▶ _Aim of the exercise_: Return the data that follows, keeping every word and mark unchanged.

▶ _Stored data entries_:
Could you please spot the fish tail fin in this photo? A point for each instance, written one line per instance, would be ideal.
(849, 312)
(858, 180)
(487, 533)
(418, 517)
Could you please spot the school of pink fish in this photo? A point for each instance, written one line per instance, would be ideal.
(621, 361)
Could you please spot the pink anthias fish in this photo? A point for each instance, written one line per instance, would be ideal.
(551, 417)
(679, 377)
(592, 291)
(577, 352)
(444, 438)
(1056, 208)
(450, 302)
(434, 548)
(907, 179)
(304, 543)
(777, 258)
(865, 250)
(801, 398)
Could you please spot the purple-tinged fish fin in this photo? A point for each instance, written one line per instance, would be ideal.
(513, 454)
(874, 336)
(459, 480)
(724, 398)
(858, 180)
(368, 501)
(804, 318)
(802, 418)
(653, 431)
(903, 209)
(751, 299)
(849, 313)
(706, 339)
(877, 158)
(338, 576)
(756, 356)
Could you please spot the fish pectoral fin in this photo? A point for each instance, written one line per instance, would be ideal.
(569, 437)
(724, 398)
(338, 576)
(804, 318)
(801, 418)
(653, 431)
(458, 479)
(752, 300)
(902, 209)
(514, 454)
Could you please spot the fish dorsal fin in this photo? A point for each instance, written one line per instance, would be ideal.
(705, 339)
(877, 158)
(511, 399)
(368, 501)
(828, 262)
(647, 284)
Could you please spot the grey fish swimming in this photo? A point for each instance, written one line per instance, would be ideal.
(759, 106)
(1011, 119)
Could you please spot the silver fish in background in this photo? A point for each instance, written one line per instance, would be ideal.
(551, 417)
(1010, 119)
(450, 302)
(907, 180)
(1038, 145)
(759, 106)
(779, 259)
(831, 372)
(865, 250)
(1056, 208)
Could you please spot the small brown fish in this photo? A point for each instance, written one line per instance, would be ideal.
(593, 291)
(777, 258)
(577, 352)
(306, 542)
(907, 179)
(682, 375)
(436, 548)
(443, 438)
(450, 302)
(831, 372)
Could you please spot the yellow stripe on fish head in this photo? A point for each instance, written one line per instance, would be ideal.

▶ _Exercise response_:
Could you please spot the fish tail fin in this photo? A point for each instance, written one line per instance, would be ideal.
(849, 312)
(858, 180)
(487, 533)
(418, 517)
Could you please spot the school of pink fish in this photo? A point for each instance, written one line per instance, would be ideal.
(621, 361)
Could you please spot the pink anthias fish in this photo? A point for each instance, written one line per instance, would be ideal.
(551, 417)
(679, 377)
(592, 291)
(577, 352)
(444, 438)
(1056, 208)
(450, 302)
(434, 548)
(907, 179)
(304, 543)
(777, 258)
(865, 250)
(801, 398)
Could you please spot the purple-tinged fish fin in this photo? A point for each instance, written one line per instance, would be ideal.
(513, 454)
(874, 336)
(459, 480)
(724, 398)
(858, 180)
(368, 501)
(804, 318)
(802, 418)
(653, 431)
(903, 209)
(751, 299)
(849, 313)
(706, 339)
(877, 158)
(338, 576)
(756, 356)
Could you please spot the fish pectoral fin in this photo? A point for each instance, written one line per instance, would be ideal.
(569, 437)
(724, 398)
(338, 576)
(804, 318)
(801, 418)
(653, 431)
(458, 479)
(752, 300)
(902, 209)
(514, 454)
Could you please spot the fish dorsal fin in this photo? A point for each instance, written one line per instance, would be ideal.
(705, 339)
(877, 158)
(511, 399)
(368, 501)
(828, 262)
(647, 284)
Could you please spot the grey fish swimming in this photo? A point for each instance, written one line per instance, would be ideal.
(759, 106)
(1011, 119)
Could you please spot the silver fish in background in this photo? A point for each instance, written one line per instance, would be ideal.
(551, 417)
(1010, 119)
(450, 302)
(907, 180)
(1038, 145)
(759, 106)
(779, 259)
(831, 372)
(865, 250)
(1056, 208)
Could you please spot the small brown fish in this photo? A point for each instance, written one line per instance, would be ideal.
(593, 291)
(777, 258)
(577, 352)
(306, 542)
(907, 179)
(682, 375)
(436, 548)
(443, 438)
(450, 302)
(831, 372)
Could you please spot the yellow stripe on fish head in this photo? A point for each instance, written one line per instance, would be ideal.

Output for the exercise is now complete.